[WORK REQUIRED] Every entry below must be copied exactly, with nothing left out.

Dataset entries

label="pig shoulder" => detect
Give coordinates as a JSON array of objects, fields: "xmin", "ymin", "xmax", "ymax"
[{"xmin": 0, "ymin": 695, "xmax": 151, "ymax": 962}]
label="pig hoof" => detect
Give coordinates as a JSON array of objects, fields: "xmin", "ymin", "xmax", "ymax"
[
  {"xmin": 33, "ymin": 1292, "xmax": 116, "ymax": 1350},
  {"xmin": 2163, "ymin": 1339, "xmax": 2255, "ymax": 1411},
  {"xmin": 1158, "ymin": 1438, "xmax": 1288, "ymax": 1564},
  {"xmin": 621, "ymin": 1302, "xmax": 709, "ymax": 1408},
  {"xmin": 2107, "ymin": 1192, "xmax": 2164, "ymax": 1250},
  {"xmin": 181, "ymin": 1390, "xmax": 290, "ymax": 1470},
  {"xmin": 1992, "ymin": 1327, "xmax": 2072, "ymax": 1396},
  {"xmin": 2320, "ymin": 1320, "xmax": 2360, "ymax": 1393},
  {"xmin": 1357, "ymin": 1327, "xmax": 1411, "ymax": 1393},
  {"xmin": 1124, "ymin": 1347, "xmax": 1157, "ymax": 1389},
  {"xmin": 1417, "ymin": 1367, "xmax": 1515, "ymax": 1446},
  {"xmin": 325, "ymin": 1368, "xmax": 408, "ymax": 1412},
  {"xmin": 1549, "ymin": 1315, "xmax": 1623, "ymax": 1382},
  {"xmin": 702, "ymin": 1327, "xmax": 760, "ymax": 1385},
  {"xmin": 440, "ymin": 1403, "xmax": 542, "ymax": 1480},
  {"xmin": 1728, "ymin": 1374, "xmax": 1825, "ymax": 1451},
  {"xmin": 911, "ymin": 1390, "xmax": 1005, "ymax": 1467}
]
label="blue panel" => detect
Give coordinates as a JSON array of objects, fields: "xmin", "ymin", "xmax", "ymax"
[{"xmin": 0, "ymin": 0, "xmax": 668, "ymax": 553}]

[WRITTEN ANSWER]
label="pig shoulder" => detect
Give coordinates as a JSON array of objects, fields: "xmin", "ymin", "xmax", "ymax"
[{"xmin": 0, "ymin": 695, "xmax": 151, "ymax": 962}]
label="pig hoof" => detect
Give coordinates as a JSON array of objects, fields: "xmin", "ymin", "xmax", "ymax"
[
  {"xmin": 33, "ymin": 1292, "xmax": 116, "ymax": 1350},
  {"xmin": 2163, "ymin": 1339, "xmax": 2255, "ymax": 1411},
  {"xmin": 1158, "ymin": 1438, "xmax": 1288, "ymax": 1564},
  {"xmin": 621, "ymin": 1302, "xmax": 709, "ymax": 1408},
  {"xmin": 2107, "ymin": 1192, "xmax": 2164, "ymax": 1250},
  {"xmin": 181, "ymin": 1390, "xmax": 290, "ymax": 1470},
  {"xmin": 1992, "ymin": 1327, "xmax": 2072, "ymax": 1396},
  {"xmin": 2320, "ymin": 1320, "xmax": 2360, "ymax": 1393},
  {"xmin": 1357, "ymin": 1327, "xmax": 1411, "ymax": 1393},
  {"xmin": 1124, "ymin": 1347, "xmax": 1157, "ymax": 1389},
  {"xmin": 1417, "ymin": 1367, "xmax": 1515, "ymax": 1446},
  {"xmin": 325, "ymin": 1368, "xmax": 408, "ymax": 1412},
  {"xmin": 1549, "ymin": 1315, "xmax": 1623, "ymax": 1382},
  {"xmin": 702, "ymin": 1327, "xmax": 760, "ymax": 1385},
  {"xmin": 440, "ymin": 1403, "xmax": 542, "ymax": 1480},
  {"xmin": 1728, "ymin": 1374, "xmax": 1825, "ymax": 1451},
  {"xmin": 911, "ymin": 1390, "xmax": 1005, "ymax": 1467}
]
label="blue panel" => detect
Give coordinates as a JSON array of objects, fields: "xmin", "ymin", "xmax", "ymax"
[{"xmin": 0, "ymin": 0, "xmax": 668, "ymax": 553}]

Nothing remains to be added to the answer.